* **EXERCISE DESCRIPTION**: In the records below, copy the lines from the line with "Target: hardwood floor" to the line with "Target: dining chair", both included, without changing anything.

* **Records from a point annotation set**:
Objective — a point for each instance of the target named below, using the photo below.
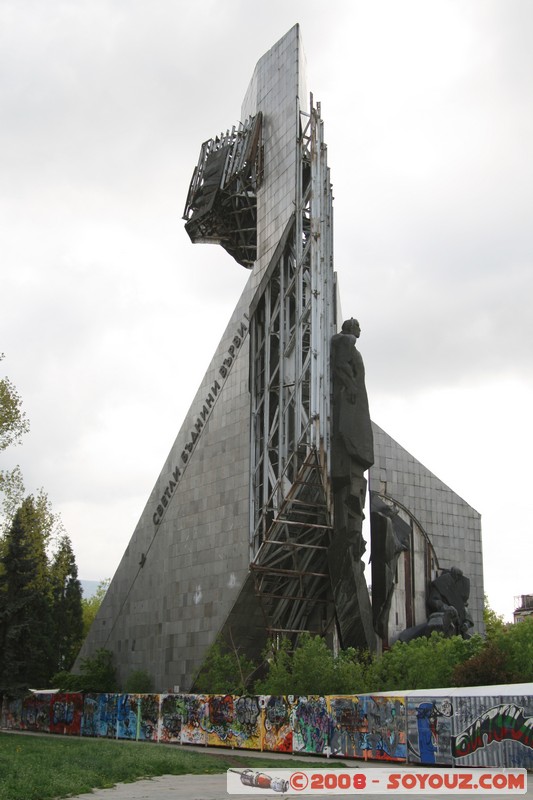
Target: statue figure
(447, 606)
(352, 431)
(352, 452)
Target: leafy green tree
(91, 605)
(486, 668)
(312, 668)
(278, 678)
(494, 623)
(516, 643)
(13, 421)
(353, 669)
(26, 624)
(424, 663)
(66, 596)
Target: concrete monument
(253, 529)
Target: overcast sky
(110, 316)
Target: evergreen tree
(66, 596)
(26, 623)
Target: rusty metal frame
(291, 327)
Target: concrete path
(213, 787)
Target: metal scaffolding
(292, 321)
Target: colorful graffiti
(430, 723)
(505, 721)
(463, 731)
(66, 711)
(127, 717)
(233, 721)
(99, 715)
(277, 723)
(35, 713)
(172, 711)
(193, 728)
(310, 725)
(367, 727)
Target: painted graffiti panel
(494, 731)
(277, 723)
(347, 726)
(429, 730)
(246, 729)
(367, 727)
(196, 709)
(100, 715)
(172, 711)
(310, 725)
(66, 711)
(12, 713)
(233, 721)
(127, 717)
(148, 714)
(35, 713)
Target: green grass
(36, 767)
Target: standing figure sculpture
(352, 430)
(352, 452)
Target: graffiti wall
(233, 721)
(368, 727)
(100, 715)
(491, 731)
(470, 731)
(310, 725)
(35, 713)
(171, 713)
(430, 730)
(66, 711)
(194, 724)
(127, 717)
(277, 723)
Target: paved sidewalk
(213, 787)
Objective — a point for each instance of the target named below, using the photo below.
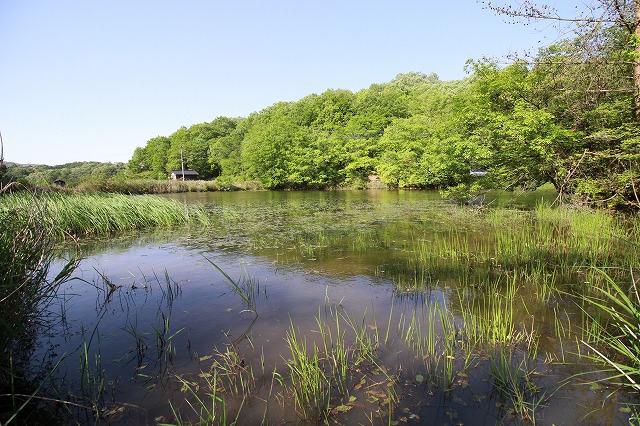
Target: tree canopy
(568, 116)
---
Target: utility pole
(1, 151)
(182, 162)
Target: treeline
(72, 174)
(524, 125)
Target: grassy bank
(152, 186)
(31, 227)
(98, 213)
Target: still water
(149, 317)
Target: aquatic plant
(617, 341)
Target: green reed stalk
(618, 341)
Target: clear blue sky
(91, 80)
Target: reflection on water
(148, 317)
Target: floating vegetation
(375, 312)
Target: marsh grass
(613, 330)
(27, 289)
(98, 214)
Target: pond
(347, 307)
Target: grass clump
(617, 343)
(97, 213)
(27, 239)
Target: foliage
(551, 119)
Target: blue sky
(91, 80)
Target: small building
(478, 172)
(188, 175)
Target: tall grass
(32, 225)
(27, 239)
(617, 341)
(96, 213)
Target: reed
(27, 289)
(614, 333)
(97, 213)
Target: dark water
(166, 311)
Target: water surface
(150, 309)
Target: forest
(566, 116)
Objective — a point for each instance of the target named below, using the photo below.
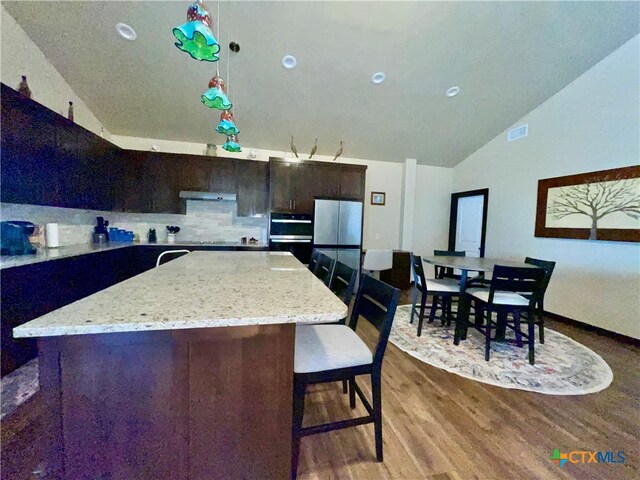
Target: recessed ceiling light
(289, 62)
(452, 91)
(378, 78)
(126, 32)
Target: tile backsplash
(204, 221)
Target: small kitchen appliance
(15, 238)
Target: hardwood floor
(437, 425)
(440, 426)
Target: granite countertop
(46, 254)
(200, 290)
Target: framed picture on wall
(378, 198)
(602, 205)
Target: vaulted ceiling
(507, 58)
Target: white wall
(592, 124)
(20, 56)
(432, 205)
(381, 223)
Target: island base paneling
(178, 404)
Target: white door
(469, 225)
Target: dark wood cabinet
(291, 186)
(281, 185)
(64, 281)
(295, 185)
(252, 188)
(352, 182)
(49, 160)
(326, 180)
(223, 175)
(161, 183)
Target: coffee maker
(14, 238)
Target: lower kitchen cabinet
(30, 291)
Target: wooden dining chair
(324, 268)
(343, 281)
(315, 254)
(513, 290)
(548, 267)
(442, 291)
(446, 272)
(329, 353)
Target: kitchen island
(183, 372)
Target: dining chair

* **TASK RESULT**:
Target: hardwood floor
(437, 425)
(440, 426)
Target: granite countertop
(46, 254)
(200, 290)
Target: framed picture on wall
(378, 198)
(602, 205)
Target: vaulted ceiling
(507, 58)
Target: white wall
(592, 124)
(20, 56)
(432, 205)
(381, 223)
Target: island base paneling
(178, 404)
Target: white door
(469, 225)
Target: dark wood cabinet
(291, 186)
(281, 185)
(64, 281)
(295, 185)
(252, 188)
(352, 182)
(49, 160)
(326, 180)
(223, 175)
(161, 183)
Target: coffee maker
(14, 238)
Target: lower kitchen cabinet
(30, 291)
Target: wooden dining chair
(324, 268)
(343, 281)
(315, 254)
(513, 290)
(548, 267)
(442, 291)
(446, 272)
(329, 353)
Target: kitchen island
(183, 372)
Target: dining chair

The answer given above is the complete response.